Data entries:
········

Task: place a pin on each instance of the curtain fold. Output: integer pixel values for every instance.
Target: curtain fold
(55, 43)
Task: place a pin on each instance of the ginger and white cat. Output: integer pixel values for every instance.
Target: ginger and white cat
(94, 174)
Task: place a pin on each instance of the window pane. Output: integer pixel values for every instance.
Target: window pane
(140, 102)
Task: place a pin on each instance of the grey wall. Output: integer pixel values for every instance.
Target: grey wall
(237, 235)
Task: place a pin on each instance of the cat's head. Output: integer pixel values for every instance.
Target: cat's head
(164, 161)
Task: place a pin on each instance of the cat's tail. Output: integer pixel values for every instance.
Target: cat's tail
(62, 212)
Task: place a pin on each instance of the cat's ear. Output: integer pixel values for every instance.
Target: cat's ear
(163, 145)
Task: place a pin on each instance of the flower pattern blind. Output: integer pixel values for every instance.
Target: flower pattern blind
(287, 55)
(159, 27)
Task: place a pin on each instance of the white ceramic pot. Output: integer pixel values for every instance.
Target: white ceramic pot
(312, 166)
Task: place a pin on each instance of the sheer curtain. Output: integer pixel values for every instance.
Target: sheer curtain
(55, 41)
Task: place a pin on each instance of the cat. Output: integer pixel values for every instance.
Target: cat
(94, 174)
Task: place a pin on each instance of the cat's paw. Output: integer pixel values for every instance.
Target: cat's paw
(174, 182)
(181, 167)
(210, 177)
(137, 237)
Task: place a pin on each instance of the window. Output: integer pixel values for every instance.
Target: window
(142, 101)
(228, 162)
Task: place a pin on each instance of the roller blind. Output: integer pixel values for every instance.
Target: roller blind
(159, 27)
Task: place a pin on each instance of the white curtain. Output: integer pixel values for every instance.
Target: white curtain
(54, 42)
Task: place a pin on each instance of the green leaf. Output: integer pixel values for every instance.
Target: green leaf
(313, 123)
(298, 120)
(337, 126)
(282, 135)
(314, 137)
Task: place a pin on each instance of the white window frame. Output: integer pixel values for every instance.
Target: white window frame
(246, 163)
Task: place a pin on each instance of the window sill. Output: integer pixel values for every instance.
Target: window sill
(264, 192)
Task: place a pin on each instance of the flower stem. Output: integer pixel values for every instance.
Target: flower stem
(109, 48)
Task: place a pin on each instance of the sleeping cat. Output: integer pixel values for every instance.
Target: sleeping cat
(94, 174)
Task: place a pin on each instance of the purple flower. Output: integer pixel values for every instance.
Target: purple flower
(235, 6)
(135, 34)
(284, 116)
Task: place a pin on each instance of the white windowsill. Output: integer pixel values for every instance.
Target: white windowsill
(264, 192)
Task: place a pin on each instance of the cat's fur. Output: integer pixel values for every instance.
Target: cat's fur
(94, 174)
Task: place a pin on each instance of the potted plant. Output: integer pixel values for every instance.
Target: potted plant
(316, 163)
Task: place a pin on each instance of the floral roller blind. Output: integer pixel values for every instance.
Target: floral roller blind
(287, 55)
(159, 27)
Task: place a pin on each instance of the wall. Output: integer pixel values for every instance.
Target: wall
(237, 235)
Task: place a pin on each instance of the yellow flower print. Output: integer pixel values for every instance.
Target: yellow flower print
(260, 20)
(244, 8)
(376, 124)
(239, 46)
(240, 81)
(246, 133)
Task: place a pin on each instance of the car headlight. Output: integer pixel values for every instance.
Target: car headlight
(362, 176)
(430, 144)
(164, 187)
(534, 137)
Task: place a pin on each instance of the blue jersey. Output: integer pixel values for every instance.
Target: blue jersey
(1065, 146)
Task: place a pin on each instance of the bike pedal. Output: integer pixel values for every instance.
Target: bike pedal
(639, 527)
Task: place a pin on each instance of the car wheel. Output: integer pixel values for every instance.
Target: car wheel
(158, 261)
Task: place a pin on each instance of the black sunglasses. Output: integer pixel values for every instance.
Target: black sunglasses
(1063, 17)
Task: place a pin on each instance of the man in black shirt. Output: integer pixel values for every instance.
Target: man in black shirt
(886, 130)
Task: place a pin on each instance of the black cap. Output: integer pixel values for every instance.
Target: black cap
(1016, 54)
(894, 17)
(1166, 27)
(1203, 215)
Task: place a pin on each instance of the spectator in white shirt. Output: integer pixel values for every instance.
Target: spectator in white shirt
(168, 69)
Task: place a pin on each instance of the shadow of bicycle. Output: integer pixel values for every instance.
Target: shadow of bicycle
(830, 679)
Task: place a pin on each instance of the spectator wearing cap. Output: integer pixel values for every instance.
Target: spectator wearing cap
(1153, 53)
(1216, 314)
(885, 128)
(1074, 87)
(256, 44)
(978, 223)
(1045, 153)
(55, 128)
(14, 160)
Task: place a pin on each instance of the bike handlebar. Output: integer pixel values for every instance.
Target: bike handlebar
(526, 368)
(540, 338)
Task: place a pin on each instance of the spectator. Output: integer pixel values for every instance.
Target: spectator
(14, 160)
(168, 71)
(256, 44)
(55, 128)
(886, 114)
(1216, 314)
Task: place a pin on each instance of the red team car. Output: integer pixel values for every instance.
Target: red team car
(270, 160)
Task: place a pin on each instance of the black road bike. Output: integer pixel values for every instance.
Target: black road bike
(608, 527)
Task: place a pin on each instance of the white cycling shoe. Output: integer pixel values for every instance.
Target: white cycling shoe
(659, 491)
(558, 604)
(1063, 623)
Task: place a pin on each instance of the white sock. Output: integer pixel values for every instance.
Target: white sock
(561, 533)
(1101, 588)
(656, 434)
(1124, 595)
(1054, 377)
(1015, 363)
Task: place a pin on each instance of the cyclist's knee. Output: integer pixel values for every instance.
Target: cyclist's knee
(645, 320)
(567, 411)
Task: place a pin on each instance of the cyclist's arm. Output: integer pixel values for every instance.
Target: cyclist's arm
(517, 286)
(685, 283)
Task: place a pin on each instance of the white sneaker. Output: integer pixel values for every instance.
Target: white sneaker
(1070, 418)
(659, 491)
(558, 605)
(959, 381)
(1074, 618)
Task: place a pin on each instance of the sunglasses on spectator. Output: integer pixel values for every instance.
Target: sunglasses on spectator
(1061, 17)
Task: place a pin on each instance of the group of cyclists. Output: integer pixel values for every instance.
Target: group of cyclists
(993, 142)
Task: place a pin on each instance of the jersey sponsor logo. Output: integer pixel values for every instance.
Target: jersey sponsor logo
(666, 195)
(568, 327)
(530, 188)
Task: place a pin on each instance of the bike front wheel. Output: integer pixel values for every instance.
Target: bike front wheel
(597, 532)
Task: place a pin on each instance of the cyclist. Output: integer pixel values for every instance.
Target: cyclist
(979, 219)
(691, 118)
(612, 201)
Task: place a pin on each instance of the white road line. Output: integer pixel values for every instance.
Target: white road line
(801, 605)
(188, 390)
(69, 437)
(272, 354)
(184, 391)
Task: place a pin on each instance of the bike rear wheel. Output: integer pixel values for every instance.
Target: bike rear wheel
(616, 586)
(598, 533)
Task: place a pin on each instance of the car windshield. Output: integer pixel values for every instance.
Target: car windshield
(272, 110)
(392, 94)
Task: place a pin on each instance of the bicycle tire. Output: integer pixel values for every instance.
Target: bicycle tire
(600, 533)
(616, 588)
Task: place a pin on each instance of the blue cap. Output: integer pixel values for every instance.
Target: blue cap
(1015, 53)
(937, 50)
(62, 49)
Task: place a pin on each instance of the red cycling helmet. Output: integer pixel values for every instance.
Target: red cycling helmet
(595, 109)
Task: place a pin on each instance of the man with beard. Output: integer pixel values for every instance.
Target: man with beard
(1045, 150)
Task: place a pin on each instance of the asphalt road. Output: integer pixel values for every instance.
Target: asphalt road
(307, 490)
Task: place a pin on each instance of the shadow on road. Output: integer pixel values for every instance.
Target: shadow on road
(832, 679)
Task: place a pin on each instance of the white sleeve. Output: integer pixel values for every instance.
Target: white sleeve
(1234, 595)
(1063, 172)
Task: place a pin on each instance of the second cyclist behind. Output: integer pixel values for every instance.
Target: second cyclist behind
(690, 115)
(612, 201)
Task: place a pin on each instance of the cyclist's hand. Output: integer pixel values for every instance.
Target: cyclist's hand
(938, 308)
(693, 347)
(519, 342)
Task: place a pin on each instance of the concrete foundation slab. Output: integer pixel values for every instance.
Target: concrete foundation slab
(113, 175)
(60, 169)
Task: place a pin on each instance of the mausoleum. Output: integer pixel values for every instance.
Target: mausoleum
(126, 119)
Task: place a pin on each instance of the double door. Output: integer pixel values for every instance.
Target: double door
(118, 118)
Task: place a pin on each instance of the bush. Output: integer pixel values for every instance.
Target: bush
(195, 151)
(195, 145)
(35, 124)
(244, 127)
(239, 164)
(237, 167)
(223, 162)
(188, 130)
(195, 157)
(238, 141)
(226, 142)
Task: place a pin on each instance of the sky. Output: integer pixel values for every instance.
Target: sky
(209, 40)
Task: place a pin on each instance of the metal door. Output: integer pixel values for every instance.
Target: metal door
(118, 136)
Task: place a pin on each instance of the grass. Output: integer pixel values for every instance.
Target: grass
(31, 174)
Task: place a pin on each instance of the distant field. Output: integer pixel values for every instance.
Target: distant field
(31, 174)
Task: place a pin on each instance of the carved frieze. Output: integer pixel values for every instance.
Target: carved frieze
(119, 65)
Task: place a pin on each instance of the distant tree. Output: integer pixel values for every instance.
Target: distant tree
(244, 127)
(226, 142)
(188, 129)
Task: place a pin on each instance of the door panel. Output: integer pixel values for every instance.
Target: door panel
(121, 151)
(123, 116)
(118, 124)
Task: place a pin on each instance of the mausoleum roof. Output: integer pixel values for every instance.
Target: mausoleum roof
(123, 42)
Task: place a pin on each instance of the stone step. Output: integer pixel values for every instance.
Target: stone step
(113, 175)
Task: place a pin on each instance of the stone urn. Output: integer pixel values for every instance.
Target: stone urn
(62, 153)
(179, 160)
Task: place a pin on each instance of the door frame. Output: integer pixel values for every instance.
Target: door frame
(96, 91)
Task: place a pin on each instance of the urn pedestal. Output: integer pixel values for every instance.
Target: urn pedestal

········

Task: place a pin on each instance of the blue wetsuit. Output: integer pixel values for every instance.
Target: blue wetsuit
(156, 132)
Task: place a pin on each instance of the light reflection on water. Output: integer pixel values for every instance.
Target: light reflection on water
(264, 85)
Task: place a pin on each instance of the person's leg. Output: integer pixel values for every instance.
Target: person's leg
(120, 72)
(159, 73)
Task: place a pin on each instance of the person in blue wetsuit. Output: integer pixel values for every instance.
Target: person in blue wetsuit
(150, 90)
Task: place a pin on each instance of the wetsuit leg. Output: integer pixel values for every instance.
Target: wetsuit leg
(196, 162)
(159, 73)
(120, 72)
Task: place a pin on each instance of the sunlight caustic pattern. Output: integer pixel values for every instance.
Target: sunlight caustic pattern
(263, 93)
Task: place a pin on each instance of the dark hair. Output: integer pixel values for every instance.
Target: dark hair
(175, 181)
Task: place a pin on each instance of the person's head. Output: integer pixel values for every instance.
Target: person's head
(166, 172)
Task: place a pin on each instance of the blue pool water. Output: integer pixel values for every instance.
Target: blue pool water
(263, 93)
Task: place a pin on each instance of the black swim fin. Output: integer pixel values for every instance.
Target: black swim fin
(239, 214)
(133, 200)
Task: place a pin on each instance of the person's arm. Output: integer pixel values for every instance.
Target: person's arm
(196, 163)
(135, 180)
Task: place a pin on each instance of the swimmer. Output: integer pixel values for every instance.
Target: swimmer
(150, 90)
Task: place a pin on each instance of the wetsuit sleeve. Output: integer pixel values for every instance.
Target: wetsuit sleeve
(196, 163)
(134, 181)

········

What is needed »
Your answer should consist solely of the lines above from the line with "Task: place a pin on each instance of the curtain" to the line with "Task: place a pin on each instance of the window.", both included, reproduced exactly.

Answer space »
Task: place a pin on each instance of the curtain fold. Output: integer pixel values for every instance.
Target: curtain fold
(55, 43)
Task: place a pin on each instance of the ginger and white cat. Output: integer pixel values for every instance.
Target: ginger and white cat
(94, 174)
Task: place a pin on each instance of the window pane. Output: integer pixel values for every instance.
Target: window pane
(140, 102)
Task: place a pin on each instance of the grey wall. Output: integer pixel values for every instance.
Target: grey wall
(237, 235)
Task: place a pin on each instance of the cat's head. Output: integer pixel values for every instance.
Target: cat's head
(164, 161)
Task: place a pin on each instance of the cat's tail. Output: integer pixel values for every instance.
Target: cat's tail
(62, 212)
Task: place a pin on each instance of the cat's ear. Output: integer pixel values for every instance.
Target: cat's ear
(163, 145)
Task: place a pin on each instance of the flower pattern blind. Output: integer pixel values for every instance.
Target: flower pattern blind
(287, 55)
(159, 27)
Task: place a pin on each instance of the white ceramic pot. Output: integer pixel values for every instance.
Target: white ceramic pot
(312, 166)
Task: place a pin on each instance of the sheer curtain. Output: integer pixel values for every instance.
Target: sheer curtain
(55, 41)
Task: place a pin on each instance of the cat. Output: integer pixel values for every instance.
Target: cat
(94, 174)
Task: place a pin on each instance of the cat's paw. Output: integer pixel values for every instance.
Target: cat's paw
(174, 182)
(181, 167)
(210, 177)
(137, 237)
Task: place a pin on each instance of the window. Output: integer pixel values for every instance.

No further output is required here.